▸ **Exercise requirements**: Locate each line of the material below that contains the word "finial" and copy every such line in full.

▸ **Extracted entries**:

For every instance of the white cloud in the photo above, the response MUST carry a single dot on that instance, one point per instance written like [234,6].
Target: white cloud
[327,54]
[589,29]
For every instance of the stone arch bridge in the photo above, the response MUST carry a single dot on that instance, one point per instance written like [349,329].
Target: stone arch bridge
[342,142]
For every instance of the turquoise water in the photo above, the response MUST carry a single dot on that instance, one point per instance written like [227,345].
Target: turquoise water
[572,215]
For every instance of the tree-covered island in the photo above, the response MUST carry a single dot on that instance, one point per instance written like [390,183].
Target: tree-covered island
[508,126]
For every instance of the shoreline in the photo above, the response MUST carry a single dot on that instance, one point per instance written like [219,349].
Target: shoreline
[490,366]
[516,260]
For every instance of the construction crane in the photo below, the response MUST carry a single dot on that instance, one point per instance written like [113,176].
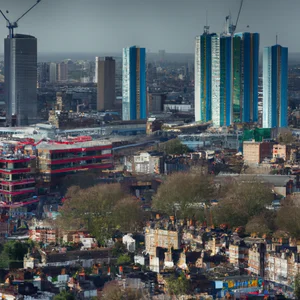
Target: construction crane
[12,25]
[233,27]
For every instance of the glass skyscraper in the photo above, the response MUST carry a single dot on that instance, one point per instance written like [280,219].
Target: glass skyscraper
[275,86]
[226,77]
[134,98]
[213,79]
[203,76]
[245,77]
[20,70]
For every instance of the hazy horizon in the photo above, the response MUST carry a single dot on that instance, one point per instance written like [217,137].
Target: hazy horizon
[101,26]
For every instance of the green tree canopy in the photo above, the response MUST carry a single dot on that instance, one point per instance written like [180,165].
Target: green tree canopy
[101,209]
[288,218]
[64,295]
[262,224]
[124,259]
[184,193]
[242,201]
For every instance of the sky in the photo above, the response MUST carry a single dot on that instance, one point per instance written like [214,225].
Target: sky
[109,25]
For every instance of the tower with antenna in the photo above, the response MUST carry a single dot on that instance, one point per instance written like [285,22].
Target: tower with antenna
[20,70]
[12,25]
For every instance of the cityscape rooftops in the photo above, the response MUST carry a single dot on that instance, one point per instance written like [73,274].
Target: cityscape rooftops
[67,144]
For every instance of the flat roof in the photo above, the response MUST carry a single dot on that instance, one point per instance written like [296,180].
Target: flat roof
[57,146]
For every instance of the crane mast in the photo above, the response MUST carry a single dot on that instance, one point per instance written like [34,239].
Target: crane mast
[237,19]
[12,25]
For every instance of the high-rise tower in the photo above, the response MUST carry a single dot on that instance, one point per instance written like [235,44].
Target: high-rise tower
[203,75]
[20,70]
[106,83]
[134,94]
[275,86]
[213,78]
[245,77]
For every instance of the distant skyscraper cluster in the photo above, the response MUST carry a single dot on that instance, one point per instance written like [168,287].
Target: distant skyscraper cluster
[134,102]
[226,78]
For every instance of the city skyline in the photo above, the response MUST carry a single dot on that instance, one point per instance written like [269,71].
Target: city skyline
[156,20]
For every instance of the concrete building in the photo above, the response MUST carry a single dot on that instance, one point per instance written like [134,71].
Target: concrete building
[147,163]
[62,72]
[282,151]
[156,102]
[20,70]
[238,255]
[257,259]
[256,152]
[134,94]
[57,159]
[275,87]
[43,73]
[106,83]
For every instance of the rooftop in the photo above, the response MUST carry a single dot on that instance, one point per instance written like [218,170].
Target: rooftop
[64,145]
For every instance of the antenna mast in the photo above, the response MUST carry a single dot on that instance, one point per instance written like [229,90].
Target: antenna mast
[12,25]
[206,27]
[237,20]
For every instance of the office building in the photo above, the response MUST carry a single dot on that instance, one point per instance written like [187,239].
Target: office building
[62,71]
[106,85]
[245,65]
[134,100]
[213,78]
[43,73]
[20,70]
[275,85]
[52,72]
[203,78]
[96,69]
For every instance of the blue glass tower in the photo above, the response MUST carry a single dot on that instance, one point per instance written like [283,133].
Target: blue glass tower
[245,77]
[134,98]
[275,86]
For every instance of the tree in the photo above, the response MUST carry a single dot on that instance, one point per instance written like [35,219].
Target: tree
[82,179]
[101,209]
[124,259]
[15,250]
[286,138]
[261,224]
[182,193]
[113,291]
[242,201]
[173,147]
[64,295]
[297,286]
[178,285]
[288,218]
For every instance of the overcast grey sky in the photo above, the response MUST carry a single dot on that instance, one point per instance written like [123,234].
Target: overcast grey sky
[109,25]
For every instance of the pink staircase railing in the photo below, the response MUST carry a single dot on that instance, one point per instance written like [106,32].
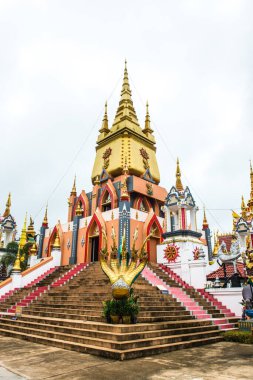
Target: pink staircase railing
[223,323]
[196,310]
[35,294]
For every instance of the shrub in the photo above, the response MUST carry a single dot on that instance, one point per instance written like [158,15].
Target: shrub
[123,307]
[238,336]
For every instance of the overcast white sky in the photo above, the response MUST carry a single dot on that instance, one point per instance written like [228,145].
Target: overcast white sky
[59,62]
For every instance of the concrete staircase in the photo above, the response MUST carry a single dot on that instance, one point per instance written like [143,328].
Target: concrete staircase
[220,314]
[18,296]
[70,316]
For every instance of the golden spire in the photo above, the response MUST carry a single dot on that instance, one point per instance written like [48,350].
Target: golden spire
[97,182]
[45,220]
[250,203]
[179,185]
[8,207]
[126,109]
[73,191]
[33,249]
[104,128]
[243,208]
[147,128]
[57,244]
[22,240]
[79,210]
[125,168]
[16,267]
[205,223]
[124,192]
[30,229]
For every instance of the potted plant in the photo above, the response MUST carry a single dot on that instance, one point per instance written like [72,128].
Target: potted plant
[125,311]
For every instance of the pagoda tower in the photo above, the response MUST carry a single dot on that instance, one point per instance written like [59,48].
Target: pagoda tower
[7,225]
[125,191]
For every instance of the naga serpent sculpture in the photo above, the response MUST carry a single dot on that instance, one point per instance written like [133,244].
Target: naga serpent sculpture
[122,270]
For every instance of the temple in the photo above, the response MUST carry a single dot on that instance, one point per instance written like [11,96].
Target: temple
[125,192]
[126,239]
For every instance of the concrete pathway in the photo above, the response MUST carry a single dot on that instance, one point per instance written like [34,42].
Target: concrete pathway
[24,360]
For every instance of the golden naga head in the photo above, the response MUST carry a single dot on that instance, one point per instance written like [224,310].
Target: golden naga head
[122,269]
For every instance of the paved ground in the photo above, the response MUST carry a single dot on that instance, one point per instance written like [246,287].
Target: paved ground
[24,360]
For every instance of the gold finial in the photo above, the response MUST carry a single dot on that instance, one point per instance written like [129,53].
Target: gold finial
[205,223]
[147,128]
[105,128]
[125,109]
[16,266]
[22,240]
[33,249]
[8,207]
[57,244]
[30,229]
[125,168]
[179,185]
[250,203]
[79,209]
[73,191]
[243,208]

==

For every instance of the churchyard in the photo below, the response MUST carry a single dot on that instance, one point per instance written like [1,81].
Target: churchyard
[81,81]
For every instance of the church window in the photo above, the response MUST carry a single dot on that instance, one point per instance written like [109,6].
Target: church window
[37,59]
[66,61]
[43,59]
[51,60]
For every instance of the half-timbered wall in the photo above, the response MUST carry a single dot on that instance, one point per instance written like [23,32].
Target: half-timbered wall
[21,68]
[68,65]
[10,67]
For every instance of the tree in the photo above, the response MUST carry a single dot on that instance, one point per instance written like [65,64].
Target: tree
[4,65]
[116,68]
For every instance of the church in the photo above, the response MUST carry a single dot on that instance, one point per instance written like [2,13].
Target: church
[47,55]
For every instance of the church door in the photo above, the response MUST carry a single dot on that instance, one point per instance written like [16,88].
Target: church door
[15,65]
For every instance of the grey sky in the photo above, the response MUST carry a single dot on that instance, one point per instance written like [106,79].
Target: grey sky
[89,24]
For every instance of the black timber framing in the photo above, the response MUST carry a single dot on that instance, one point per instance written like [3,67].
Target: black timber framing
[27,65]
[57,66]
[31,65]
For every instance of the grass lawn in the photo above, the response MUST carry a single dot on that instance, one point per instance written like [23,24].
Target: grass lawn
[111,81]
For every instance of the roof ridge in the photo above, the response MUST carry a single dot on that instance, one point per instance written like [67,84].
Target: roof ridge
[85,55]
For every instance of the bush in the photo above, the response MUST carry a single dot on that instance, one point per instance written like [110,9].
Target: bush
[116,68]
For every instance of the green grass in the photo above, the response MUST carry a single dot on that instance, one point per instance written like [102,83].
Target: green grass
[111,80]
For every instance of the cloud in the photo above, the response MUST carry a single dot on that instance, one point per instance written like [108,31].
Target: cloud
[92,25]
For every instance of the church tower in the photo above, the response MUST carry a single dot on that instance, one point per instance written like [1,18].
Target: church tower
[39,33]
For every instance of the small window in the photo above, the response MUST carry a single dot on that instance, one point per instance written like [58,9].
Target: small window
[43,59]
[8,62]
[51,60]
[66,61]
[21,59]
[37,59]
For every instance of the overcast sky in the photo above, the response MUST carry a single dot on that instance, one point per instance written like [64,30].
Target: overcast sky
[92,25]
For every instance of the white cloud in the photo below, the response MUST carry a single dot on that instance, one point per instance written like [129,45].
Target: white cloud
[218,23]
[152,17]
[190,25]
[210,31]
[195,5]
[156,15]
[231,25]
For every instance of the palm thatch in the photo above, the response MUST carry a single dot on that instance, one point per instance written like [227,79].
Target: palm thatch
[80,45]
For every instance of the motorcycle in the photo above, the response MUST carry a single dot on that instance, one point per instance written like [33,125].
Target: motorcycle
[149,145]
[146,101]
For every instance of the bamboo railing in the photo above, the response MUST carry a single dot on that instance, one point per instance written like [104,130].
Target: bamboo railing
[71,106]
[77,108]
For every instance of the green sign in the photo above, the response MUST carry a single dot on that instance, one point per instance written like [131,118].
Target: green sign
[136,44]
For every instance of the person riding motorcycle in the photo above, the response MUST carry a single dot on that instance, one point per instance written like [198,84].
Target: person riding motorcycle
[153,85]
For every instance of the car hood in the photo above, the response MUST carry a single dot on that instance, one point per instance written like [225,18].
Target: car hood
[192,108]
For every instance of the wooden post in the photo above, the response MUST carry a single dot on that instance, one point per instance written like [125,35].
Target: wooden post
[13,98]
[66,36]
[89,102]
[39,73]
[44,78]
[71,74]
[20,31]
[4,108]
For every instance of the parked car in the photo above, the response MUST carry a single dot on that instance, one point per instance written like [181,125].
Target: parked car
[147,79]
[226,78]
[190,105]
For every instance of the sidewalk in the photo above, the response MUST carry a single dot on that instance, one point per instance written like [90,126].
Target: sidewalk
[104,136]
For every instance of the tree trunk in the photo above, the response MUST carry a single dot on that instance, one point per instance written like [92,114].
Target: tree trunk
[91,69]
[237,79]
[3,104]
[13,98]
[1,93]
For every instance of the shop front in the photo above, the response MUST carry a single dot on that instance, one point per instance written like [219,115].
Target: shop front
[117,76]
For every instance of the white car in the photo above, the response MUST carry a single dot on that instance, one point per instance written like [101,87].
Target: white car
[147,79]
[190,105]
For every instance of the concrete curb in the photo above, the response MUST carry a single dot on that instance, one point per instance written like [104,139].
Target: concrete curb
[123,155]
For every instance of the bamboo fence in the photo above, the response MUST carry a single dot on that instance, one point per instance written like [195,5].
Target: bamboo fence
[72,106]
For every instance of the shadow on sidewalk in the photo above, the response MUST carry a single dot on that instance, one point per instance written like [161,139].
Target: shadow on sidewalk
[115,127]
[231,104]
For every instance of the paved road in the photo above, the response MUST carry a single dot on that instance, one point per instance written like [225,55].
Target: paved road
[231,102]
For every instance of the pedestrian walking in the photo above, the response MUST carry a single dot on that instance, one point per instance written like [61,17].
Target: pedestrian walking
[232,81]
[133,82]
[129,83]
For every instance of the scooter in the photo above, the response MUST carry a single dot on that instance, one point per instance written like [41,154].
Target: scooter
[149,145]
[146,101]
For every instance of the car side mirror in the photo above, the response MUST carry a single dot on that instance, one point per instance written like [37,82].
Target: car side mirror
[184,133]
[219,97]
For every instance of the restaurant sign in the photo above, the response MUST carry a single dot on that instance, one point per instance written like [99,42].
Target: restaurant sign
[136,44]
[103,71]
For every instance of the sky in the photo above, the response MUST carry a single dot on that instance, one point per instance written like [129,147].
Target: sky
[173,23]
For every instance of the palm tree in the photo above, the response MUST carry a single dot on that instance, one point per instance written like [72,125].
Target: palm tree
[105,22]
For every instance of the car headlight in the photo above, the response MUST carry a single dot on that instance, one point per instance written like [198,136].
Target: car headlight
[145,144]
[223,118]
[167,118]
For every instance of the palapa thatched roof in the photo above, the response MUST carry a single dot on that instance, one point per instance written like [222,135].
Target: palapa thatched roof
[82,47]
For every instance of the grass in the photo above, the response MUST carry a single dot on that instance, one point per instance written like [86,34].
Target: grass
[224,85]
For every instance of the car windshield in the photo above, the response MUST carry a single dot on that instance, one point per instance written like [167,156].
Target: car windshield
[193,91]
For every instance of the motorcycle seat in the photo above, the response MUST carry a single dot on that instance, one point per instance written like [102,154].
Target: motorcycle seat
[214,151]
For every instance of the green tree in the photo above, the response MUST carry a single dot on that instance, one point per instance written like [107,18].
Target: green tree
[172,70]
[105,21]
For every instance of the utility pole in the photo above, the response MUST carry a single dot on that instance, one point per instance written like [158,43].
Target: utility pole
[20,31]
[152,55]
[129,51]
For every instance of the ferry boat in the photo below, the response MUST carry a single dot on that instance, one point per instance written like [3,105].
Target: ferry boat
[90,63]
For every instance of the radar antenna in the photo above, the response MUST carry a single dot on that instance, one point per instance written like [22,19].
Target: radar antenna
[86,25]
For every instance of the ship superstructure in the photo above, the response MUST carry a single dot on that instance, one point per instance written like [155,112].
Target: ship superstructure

▸ **Result of this exercise**:
For every instance of the gold finial in the photo above, the response MUST carry a single dot on that instance, one point per instance written like [129,53].
Target: gold finial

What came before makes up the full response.